• [Work to do]: Read the data and repeat it in full, exactly.

• [Working data]:
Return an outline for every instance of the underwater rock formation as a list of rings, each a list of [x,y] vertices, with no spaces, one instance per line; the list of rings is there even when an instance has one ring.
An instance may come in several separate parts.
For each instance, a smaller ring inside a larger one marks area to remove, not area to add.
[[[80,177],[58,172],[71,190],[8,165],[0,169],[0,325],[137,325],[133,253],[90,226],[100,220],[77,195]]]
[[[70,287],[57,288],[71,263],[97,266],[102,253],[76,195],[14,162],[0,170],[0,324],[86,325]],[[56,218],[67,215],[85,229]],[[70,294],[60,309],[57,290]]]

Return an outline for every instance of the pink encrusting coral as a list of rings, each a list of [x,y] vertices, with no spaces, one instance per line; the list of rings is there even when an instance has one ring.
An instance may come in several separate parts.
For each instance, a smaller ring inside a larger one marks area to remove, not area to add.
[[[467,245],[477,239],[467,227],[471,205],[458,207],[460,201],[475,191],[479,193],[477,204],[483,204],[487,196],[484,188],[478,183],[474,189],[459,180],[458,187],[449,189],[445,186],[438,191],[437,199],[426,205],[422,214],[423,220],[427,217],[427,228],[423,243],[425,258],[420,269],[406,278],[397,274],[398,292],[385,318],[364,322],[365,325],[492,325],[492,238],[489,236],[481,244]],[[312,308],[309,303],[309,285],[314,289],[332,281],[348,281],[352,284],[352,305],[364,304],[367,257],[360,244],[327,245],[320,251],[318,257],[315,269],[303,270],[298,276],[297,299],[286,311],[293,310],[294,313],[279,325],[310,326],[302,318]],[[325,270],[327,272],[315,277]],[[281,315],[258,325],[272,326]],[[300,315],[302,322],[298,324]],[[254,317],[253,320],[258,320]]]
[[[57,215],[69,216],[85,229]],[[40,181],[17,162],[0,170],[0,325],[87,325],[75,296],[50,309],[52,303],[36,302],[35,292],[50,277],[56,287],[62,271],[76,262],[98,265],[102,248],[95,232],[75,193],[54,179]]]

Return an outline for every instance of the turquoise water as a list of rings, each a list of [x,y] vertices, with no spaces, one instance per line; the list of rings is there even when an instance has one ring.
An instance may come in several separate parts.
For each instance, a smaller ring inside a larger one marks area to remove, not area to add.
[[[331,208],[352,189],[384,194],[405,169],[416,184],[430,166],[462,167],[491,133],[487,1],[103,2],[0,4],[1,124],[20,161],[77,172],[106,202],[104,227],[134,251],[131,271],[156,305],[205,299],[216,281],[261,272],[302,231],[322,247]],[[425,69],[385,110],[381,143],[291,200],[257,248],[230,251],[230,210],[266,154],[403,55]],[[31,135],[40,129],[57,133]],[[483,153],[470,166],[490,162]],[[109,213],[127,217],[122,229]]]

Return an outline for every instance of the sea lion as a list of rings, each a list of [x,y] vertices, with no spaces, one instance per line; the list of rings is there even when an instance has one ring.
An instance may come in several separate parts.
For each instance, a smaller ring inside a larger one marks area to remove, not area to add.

• [Written response]:
Return an outline for every instance of the underwater rock formation as a list of rings, each a list of [x,y] vertices, with no spaces, one instance per line; the list of rings is there even when an instance has one ring.
An instance may come in several separate parts.
For each instance, a smaller ring inside a larger one marks area to remove, not area to add.
[[[80,177],[58,172],[71,190],[8,165],[0,169],[0,325],[137,325],[133,253],[90,226],[100,220],[77,195]]]
[[[70,287],[57,288],[71,263],[97,266],[102,253],[76,195],[14,162],[0,170],[0,324],[86,325]],[[56,218],[67,215],[85,229]],[[70,294],[60,309],[57,290]]]

Return an outline for every instance of the pink encrusting coral as a list of rings, each a list of [x,y] vertices, with no spaces, one instance per line; the list of rings is there even when an instance has one ring.
An instance may come in several separate parts.
For each instance, a smaller ring inside a larger one marks area to remove, not area to add.
[[[467,245],[477,239],[467,227],[471,205],[458,207],[460,201],[475,191],[479,193],[477,204],[483,204],[487,196],[484,188],[478,183],[474,189],[459,180],[458,187],[449,189],[445,186],[438,191],[437,199],[426,205],[422,214],[423,220],[427,217],[427,228],[423,243],[425,258],[420,269],[406,278],[397,274],[398,292],[385,318],[364,322],[365,325],[492,325],[492,238],[489,236],[481,244]],[[312,308],[309,303],[309,285],[314,289],[332,281],[348,281],[352,284],[352,305],[364,304],[367,257],[360,244],[327,245],[320,251],[318,257],[315,269],[303,270],[298,276],[297,299],[286,311],[293,310],[294,313],[279,325],[310,326],[302,318]],[[325,270],[327,272],[315,277]],[[281,315],[258,325],[272,326]],[[300,315],[302,322],[298,324]],[[254,317],[253,320],[258,320]]]
[[[57,215],[69,216],[85,229]],[[40,181],[17,162],[0,170],[0,325],[87,325],[75,296],[50,309],[52,303],[36,302],[35,292],[50,277],[56,287],[62,271],[76,262],[98,265],[102,248],[95,232],[75,193],[54,179]]]

Return an outline for every instance of the turquoise water as a list of rings, each a list of [x,y] vertices, with no spaces, one instance per line; the list of rings is there even when an instance has one ring.
An instance may come in several separate parts.
For each instance, a smaller ring inside a larger one marks area to remove, not area to add.
[[[331,208],[352,189],[384,194],[405,169],[416,184],[430,166],[462,167],[491,133],[487,1],[103,2],[0,4],[1,124],[20,161],[77,172],[106,202],[104,227],[134,251],[131,271],[156,305],[205,299],[216,281],[261,272],[302,231],[322,247]],[[425,69],[385,110],[381,143],[291,200],[257,248],[230,251],[230,210],[266,154],[403,55]],[[31,135],[40,129],[57,133]],[[483,153],[470,166],[490,162]],[[109,213],[127,217],[122,229]]]

Return an outline for every instance of the sea lion as a list of rings, each a list of [x,y] vertices, with no spaces, one instance per line; the list of rings is there even when an instance has one ring.
An instance may come in several separate parts.
For each instance, a smaller ring inside a larger one marks area to remove, not area to add.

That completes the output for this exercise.